#### EXTRACT PROVIDED


  4. The issue that has been increasingly on my mind is: given that these forms are going to be (as Fuji puts it) ‘in your fieldwork bag’ how does using them in interviews then feed back not just on the interviews, but on all other sorts of interactions that you will have with your informants? This is particularly important since, it seems to me, the stuff that_isn’t_ interviews will be as important or more important than formal interactions.

    The answer to the question really depends on where you work — Fuji’s comment is a great example of that. I think the key thing is that the letter disambiguates issues of privacy in the realm of formal interviews, and this then creates an awareness/demand that issues of privacy be disambiguated in all the OTHER domains that you will share with your fieldwork community: “she asked me to sign a form about this interview, and now she is shouting me drinks at the bar — what is the status of the dirt I am dishing her now?”

########
#### RECORD EXCERPTS

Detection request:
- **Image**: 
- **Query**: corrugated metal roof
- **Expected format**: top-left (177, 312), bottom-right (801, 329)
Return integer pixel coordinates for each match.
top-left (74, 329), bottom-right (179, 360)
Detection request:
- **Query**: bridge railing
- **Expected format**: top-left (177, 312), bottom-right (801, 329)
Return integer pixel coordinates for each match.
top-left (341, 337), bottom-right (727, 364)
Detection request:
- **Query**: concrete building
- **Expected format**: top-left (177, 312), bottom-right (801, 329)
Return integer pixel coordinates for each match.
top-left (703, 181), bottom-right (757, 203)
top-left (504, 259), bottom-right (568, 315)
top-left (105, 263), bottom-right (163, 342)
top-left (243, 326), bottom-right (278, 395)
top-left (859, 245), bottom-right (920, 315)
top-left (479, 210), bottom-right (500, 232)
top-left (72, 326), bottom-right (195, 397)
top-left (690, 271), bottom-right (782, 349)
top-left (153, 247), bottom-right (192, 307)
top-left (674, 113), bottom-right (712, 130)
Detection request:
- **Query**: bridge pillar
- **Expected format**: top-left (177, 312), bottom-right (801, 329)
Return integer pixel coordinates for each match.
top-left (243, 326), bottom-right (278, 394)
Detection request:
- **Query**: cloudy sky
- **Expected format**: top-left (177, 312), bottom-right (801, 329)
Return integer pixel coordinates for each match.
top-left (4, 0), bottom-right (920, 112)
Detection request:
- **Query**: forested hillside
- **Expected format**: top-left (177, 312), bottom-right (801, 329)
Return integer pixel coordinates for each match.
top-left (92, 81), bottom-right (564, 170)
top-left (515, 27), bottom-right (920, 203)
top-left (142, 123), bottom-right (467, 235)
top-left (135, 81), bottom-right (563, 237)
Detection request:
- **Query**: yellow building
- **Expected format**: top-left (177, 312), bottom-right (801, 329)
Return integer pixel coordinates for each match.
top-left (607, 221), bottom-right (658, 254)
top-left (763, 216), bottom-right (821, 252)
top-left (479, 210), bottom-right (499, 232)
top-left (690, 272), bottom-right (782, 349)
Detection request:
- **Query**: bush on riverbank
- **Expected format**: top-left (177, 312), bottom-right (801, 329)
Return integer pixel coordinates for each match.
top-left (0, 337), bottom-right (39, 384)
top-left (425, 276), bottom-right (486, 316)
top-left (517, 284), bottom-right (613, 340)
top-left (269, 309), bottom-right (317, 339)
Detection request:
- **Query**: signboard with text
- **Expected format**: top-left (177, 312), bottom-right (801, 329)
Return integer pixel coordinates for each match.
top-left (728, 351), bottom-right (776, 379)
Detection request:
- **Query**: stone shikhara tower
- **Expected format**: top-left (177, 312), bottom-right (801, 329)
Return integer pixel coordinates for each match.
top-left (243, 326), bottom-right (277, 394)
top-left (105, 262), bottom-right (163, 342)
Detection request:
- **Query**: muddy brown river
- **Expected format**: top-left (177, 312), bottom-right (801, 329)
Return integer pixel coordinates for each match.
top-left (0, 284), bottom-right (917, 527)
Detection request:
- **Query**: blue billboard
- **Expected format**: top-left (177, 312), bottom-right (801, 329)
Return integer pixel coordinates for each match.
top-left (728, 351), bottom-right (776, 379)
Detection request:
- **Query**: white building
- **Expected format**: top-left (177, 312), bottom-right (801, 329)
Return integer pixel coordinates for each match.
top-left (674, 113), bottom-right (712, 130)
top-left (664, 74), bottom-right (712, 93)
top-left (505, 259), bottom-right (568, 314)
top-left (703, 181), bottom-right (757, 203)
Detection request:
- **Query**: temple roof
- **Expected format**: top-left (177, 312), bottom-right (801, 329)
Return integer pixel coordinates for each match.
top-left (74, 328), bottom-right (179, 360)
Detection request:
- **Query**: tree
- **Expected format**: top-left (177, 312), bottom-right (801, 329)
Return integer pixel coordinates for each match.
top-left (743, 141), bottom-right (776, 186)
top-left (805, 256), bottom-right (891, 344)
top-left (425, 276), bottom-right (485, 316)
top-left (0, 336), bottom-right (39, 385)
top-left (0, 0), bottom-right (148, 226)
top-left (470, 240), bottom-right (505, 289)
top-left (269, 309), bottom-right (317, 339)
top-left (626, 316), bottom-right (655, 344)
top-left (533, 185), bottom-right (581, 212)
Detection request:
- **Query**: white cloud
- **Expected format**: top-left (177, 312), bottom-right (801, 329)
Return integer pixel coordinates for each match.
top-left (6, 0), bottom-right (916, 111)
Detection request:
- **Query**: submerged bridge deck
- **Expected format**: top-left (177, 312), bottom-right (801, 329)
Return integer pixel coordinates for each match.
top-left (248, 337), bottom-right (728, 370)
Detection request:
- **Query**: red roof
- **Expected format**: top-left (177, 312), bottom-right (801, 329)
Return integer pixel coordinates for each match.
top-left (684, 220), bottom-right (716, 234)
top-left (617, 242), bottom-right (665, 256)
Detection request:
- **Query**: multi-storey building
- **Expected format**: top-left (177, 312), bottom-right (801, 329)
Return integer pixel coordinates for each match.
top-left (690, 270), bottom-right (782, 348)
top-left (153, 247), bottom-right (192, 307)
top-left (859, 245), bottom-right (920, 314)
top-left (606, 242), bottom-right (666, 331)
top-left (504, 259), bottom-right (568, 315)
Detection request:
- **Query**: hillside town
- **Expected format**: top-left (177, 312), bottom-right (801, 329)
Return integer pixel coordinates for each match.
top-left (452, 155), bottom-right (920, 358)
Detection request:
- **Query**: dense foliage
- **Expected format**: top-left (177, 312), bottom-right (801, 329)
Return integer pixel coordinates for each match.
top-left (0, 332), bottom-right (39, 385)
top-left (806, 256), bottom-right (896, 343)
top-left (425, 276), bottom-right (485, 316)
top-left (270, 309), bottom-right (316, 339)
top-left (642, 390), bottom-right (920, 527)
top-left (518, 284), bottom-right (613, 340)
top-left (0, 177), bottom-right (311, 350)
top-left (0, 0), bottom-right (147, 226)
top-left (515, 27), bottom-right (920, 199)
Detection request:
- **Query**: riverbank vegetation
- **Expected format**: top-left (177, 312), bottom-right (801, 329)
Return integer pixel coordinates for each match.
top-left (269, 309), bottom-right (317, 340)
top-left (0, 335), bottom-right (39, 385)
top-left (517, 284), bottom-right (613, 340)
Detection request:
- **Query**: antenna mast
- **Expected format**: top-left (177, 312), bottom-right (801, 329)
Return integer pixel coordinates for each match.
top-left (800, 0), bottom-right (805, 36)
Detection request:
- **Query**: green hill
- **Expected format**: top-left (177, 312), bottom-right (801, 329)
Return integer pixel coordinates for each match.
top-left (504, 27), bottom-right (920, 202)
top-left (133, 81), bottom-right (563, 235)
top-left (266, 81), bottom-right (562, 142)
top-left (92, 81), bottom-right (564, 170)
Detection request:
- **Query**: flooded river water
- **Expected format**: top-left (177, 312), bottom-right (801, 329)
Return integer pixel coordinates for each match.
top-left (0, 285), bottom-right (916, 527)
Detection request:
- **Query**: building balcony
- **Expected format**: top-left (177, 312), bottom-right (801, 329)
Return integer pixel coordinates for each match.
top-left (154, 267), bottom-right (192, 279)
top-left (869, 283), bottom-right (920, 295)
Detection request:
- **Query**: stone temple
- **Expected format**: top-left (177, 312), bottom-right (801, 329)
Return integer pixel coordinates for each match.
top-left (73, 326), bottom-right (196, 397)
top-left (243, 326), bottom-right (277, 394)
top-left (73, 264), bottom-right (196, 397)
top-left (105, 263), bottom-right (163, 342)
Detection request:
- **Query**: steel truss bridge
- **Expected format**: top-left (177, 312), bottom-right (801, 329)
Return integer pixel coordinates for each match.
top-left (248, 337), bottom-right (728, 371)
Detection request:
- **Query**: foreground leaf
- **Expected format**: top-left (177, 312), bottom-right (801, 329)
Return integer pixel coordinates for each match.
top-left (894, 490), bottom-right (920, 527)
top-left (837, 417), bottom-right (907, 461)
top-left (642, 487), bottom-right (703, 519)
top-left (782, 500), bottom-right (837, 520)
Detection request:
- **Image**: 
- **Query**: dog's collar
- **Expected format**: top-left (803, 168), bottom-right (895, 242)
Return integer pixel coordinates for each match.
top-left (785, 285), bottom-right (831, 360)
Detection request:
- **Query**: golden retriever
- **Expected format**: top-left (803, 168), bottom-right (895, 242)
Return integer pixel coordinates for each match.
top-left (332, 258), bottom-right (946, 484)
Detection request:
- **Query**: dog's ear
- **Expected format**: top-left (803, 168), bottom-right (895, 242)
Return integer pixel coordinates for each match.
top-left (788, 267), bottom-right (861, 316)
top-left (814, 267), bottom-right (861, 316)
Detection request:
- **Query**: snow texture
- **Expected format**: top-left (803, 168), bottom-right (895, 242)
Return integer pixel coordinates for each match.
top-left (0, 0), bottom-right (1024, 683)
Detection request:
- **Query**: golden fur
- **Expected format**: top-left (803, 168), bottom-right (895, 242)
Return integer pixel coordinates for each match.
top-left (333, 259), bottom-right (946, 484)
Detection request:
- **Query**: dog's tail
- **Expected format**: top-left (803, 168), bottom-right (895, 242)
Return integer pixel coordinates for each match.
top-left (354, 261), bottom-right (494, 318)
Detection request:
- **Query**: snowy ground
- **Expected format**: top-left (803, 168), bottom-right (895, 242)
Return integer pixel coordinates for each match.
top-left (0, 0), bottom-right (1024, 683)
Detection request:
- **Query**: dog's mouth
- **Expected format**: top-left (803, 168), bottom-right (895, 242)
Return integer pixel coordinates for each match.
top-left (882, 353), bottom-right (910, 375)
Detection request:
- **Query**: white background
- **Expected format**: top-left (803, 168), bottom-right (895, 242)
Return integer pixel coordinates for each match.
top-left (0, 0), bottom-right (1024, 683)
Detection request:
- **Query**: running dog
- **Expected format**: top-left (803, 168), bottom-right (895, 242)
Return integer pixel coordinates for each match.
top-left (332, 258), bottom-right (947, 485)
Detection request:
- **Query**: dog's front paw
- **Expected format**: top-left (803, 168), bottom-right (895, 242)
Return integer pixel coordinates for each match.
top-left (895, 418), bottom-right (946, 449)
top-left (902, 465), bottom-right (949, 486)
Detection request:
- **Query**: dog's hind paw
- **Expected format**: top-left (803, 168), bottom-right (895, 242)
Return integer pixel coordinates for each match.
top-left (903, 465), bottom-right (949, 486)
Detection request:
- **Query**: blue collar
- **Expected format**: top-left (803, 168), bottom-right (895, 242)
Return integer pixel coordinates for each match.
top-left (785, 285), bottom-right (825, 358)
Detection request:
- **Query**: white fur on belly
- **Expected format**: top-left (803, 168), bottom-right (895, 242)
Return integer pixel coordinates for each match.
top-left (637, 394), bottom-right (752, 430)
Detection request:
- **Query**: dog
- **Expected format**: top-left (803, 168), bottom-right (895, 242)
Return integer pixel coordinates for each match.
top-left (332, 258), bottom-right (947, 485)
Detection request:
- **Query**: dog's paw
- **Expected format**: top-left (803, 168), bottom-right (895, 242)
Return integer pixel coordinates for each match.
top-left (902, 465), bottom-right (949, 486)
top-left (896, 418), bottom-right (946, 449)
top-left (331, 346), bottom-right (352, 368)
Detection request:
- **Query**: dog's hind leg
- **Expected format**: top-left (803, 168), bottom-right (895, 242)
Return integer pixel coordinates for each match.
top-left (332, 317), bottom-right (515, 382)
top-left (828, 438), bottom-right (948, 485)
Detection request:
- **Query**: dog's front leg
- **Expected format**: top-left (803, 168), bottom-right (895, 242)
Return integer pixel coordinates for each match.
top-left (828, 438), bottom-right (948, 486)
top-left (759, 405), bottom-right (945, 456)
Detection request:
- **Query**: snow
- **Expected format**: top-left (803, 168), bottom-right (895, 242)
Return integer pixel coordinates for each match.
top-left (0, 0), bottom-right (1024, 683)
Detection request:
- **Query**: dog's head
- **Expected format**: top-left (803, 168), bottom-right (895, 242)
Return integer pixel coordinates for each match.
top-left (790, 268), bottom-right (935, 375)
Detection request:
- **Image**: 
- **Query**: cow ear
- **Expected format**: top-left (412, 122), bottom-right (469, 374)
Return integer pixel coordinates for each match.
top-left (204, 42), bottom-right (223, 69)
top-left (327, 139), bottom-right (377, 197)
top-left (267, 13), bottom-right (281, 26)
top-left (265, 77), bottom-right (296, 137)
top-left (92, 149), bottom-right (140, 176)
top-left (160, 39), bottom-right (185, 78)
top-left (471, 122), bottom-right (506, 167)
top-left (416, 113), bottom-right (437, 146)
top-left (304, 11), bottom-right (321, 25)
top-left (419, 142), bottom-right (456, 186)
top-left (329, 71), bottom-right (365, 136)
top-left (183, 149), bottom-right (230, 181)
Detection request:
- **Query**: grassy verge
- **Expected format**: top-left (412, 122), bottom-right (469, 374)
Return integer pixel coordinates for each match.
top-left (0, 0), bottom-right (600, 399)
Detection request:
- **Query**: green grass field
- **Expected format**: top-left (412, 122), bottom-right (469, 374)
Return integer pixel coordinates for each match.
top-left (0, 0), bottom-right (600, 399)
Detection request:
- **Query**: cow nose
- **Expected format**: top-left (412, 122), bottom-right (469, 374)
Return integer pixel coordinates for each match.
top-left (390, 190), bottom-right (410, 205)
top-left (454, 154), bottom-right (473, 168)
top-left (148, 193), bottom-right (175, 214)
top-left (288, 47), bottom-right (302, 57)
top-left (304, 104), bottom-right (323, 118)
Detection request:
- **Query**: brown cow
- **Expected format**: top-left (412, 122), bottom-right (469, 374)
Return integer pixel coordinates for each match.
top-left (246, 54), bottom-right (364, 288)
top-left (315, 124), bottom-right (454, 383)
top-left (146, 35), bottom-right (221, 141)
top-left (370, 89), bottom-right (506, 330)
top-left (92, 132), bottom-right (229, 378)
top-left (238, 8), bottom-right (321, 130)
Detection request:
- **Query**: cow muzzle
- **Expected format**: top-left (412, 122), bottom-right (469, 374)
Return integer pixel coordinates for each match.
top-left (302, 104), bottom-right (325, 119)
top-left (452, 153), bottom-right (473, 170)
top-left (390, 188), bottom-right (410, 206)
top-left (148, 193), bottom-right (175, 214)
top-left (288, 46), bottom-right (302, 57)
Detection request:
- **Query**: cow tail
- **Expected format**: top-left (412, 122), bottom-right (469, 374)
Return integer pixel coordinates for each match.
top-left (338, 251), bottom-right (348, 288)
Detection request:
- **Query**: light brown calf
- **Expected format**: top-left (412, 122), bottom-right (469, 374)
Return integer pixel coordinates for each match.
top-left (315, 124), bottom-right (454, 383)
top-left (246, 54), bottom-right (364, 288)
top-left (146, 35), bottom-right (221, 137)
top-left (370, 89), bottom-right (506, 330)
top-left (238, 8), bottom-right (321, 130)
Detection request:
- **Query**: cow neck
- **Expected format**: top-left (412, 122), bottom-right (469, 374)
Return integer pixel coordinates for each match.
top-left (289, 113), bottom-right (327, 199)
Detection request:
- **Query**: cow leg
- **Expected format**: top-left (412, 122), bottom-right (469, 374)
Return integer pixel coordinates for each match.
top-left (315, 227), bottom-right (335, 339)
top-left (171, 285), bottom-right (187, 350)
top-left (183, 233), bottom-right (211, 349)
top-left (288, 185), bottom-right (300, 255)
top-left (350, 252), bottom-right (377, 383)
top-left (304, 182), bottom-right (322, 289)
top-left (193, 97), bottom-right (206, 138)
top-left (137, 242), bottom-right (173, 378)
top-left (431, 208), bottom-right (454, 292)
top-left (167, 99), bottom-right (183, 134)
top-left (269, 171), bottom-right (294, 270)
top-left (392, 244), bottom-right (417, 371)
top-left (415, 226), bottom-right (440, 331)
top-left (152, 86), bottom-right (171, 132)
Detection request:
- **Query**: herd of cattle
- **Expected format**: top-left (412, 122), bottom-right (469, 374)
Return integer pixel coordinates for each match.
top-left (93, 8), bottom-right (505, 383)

########

> [TASK DESCRIPTION]: Reproduce the passage on consent forms in fieldwork in full, word for word. These rows are separate from the passage on consent forms in fieldwork.

> [SOLVED EXERCISE]:

  4. The issue that has been increasingly on my mind is: given that these forms are going to be (as Fuji puts it) ‘in your fieldwork bag’ how does using them in interviews then feed back not just on the interviews, but on all other sorts of interactions that you will have with your informants? This is particularly important since, it seems to me, the stuff that_isn’t_ interviews will be as important or more important than formal interactions.

    The answer to the question really depends on where you work — Fuji’s comment is a great example of that. I think the key thing is that the letter disambiguates issues of privacy in the realm of formal interviews, and this then creates an awareness/demand that issues of privacy be disambiguated in all the OTHER domains that you will share with your fieldwork community: “she asked me to sign a form about this interview, and now she is shouting me drinks at the bar — what is the status of the dirt I am dishing her now?”